====== Texte de lecture ======

Edito DH n° 92 novembre 2003 : Emplois fictifs

Lecteur, rassure-toi : DH Magazine ne va pas de sitôt jeter aux orties son neutralisme politique et s’inviter aux audiences huppées quoique correctionnelles de tel ou tel tribunal, ni s’héliporter aux himalayesques cimes où l’ivresse des hautes altitudes fait perdre tout sens commun.

D’emplois fictifs, nous allons pourtant cruellement t’entretenir ; car, paradoxe, ils existent, tu les as rencontrés ! Non, par définition, dans les couloirs de nos unités de soins, dans les salles d’accueil des urgences, encore moins dans les services d’hébergement de personnes âgées. Mais tu ne peux plus ignorer leur présence entêtante et de plus en plus malséante dans le flot des circulaires et le flux des discours gouvernementaux.

Car il apparaît que nos ministres, en tout cas plusieurs d’entre eux, renouent avec l’exécrable affichage de « créations » d’emplois non financés, d’annonces de moyens « supplémentaires » qui pour être sonnantes ne sont pas trébuchantes, et de mises en perspective astucieuses pour ne pas dire artificieuses.

Naguère nous advint une forme inédite de virtualité ou de volatilité des trop humaines ressources : celle des emplois bel et bien inscrits au tableau des effectifs et dûment budgétés… mais non pourvus faute de candidats réels et de postulants tangibles. De quoi faire surgir un nouveau concept jurisprudentiel : après la subtile théorie de l’imprévision par bouleversement des conditions du marché, voici déjà corroborée celle de l’imprévision par errements d’ARTT.

Ensuite pointa le nez du jésuitisme avec Hôpital 2007, qui puisait une partie de ses crédits « nouveaux » dans la caisse du préexistant FMESPP. Qui additionnait allègrement carottes au comptant et choux à crédit, subventions directes et prise en charge des frais financiers (ce n’est certes pas rien, mais il faudra bien rembourser le capital du prêt, donc… restituer plus tard d’une main ce qu’on a aujourd’hui emprunté de l’autre).

Quant à l’ONDAM 2004, tout hospitalier instruit aux austères mais implacables logiques de la comptabilité publique sait en traduire in concreto l’irrémédiable conséquence. Puisque le taux de reconduction est inférieur, une fois encore, une fois de plus, une fois de trop, à celui de la progression mécanique des prix, services, salaires, charges et autres GVT-solde, le maintien des emplois permanents ne sera pas assuré.

Ou alors… fictivement. C’est-à-dire, fors jargon bureaucratique, par de trop réelles suppressions de mensualités de remplacement, de crédits de formation, d’emplois d’insertion ou aidés. Ou par étalement de la énième tranche de tel protocole d’accord. A moins de carrément le gager par ponction (en l’occurrence le terme « distraction » serait totalement inapproprié eu égard à la préméditation du geste) sur les enveloppes « supplémentaires » médiatiquement allouées au titre d’une des multiples actions ciblées ou fléchées et destinées en principe à financer des emplois nouveaux. Lesquels, du coup… ne le seront plus. Et l’épithète « fictif » d’être ainsi circulairement démontré, ou obliquement imposé, c’est selon.

====== Données fournies ======

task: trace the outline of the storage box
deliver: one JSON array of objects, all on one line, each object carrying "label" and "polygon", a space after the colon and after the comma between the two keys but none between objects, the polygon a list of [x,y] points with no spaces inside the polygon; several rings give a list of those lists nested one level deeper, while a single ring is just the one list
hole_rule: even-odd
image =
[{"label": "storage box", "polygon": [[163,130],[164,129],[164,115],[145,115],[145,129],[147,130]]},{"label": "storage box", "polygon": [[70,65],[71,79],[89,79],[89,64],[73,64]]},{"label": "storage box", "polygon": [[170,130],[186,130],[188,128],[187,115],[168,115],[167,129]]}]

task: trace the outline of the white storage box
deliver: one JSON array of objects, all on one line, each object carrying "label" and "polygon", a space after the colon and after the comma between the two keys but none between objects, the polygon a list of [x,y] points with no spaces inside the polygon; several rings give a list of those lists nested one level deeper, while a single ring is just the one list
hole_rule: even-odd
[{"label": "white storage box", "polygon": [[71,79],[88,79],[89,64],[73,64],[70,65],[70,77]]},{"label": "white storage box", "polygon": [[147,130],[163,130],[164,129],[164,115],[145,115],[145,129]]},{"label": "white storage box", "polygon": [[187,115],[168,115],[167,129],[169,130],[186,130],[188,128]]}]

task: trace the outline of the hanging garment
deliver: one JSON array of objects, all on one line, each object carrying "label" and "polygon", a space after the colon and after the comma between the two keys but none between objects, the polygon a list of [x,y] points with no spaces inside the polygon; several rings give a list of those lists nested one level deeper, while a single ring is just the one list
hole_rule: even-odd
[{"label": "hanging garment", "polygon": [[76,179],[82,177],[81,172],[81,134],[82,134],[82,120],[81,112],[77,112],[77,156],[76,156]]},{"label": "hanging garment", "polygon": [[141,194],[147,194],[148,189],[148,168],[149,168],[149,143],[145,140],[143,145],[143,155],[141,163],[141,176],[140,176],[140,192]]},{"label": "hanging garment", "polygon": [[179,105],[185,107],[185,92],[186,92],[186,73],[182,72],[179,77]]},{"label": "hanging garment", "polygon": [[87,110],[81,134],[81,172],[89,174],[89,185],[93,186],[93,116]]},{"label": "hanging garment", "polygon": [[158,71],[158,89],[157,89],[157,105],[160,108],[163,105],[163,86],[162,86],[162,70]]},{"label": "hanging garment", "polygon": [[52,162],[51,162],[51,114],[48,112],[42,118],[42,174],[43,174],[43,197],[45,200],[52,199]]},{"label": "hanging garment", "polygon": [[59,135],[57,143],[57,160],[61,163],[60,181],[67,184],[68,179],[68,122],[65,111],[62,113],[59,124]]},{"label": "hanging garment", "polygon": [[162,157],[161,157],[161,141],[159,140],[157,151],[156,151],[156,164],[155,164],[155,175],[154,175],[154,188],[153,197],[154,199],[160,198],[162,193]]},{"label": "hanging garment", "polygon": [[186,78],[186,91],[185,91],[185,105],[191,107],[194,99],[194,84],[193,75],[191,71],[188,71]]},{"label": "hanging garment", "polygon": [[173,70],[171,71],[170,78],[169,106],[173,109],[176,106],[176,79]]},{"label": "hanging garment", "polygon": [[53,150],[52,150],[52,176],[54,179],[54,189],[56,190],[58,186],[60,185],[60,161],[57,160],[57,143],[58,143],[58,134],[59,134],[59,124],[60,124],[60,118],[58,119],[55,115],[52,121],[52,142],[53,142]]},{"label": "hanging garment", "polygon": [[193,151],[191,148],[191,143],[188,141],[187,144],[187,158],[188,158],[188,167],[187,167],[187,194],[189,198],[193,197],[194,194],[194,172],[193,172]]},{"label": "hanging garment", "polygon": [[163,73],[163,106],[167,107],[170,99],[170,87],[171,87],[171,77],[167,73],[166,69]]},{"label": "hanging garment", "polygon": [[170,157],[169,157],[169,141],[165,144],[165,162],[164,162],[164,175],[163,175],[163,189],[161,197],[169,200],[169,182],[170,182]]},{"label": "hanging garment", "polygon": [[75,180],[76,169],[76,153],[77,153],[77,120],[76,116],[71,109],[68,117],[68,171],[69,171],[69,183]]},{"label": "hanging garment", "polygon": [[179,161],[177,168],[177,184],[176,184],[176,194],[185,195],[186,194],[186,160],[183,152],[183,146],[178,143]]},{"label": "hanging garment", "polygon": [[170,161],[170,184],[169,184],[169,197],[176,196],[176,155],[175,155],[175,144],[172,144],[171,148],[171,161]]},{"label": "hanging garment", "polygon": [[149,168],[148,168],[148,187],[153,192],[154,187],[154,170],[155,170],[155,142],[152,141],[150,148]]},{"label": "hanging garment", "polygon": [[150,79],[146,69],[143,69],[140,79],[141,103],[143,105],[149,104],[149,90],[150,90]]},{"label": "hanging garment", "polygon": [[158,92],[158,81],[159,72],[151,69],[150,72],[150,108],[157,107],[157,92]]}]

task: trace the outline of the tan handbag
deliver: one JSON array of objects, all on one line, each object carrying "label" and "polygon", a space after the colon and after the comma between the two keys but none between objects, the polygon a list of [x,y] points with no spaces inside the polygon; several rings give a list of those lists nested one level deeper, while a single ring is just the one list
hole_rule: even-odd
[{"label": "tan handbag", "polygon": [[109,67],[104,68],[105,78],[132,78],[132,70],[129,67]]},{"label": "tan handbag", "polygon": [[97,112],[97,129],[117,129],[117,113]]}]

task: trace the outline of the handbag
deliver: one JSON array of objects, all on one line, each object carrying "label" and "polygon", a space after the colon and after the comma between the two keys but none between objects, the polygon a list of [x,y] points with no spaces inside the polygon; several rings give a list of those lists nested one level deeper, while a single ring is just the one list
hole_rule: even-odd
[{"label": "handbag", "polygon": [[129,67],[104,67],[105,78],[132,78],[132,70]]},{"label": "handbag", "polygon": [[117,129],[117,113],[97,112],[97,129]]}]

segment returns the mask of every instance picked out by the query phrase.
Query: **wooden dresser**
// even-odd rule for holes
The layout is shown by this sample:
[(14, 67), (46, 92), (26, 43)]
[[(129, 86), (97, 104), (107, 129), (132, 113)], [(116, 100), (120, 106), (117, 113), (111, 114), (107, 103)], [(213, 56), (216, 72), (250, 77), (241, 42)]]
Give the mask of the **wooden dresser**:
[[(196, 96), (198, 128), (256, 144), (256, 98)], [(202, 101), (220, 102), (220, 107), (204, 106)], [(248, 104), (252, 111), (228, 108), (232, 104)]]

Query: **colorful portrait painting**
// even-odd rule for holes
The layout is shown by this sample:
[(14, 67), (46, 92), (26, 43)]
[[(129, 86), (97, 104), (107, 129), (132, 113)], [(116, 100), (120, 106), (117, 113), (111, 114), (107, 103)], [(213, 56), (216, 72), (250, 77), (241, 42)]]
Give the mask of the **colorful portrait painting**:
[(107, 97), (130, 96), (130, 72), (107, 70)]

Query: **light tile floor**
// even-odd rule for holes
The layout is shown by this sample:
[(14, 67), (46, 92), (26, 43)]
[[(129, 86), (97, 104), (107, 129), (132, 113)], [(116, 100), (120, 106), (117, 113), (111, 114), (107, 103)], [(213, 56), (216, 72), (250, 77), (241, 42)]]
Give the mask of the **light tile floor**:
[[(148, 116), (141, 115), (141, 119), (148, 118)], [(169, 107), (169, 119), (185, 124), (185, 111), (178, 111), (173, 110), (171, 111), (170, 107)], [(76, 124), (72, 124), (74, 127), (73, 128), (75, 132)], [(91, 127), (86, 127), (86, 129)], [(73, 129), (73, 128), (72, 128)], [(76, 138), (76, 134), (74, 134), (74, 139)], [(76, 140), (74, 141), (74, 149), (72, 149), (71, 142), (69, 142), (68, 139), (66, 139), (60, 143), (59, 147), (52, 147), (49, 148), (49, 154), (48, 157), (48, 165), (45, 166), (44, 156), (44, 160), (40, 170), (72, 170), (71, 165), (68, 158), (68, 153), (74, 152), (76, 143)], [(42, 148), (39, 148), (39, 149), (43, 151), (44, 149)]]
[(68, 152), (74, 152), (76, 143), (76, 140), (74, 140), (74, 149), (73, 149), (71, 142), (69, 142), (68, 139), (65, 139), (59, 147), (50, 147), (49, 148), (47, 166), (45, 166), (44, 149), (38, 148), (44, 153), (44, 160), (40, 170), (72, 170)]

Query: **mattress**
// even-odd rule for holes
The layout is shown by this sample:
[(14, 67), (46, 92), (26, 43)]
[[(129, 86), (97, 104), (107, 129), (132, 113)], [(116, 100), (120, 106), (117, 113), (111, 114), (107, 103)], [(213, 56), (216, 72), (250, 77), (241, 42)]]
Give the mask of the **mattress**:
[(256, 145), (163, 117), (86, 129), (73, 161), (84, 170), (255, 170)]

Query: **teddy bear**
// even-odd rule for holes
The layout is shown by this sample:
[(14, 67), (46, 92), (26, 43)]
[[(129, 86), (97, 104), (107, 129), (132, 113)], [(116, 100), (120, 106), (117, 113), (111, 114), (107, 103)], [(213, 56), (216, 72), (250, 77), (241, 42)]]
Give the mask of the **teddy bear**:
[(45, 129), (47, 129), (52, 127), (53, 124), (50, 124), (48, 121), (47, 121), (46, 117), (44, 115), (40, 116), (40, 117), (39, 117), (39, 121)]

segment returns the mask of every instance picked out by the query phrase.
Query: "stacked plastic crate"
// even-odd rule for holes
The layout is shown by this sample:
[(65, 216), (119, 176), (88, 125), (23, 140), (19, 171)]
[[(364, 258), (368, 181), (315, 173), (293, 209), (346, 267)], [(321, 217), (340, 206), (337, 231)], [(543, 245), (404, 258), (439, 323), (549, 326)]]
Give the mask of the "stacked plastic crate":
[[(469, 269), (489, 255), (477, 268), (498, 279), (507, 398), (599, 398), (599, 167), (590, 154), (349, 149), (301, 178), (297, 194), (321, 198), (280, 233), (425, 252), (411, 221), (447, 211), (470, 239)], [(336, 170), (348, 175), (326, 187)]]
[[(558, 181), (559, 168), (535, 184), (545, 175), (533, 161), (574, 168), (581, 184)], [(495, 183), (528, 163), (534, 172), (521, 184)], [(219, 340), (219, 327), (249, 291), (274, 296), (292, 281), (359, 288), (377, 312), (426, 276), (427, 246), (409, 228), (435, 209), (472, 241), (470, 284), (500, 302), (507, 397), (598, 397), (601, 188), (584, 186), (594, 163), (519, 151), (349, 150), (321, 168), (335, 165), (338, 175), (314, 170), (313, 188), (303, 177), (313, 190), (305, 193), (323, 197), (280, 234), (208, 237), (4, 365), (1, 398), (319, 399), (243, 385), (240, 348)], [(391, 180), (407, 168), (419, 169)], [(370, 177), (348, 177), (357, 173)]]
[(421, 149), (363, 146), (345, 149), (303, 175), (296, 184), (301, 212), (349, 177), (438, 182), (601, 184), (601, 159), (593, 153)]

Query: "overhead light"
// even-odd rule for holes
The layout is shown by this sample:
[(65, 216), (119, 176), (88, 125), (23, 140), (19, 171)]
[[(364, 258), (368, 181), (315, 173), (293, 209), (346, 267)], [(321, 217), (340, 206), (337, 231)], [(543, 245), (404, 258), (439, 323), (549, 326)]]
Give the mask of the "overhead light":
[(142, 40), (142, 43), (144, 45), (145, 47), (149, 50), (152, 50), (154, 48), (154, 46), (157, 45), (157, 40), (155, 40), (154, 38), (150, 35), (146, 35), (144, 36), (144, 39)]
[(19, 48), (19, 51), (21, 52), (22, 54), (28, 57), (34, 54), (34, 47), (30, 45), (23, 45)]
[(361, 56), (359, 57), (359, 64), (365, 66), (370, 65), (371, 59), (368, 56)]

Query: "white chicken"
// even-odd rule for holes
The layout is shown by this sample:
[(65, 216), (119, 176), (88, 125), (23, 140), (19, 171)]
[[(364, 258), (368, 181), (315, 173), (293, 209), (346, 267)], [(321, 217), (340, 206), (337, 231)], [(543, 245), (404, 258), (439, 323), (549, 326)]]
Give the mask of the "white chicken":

======

▸ Liste des activités
a) Répondez aux questions suivantes d'après l'éditorial sur les emplois fictifs.
(i) Quel magazine, selon l'éditorial, ne va pas de sitôt jeter aux orties son neutralisme politique ?
(ii) Dans la caisse de quel fonds préexistant Hôpital 2007 puisait-il une partie de ses crédits « nouveaux » ?
(iii) D'après le paragraphe consacré à l'ONDAM 2004, qu'est-ce qui ne sera pas assuré ?
b) Citez l'éditorial sur les emplois fictifs depuis « Edito DH n° » jusqu'à « tout sens commun. » inclus.
c) Traduisez en anglais la phrase suivante de l'éditorial sur les emplois fictifs : « Mais tu ne peux plus ignorer leur présence entêtante et de plus en plus malséante dans le flot des circulaires et le flux des discours gouvernementaux. »

▸ Réponses par tâche
a)
(i) DH Magazine.
(ii) Le FMESPP.
(iii) Le maintien des emplois permanents.

b)
Edito DH n° 92 novembre 2003 : Emplois fictifs

Lecteur, rassure-toi : DH Magazine ne va pas de sitôt jeter aux orties son neutralisme politique et s’inviter aux audiences huppées quoique correctionnelles de tel ou tel tribunal, ni s’héliporter aux himalayesques cimes où l’ivresse des hautes altitudes fait perdre tout sens commun.

c) But you can no longer ignore their persistent and increasingly unseemly presence in the stream of circulars and the flow of government speeches.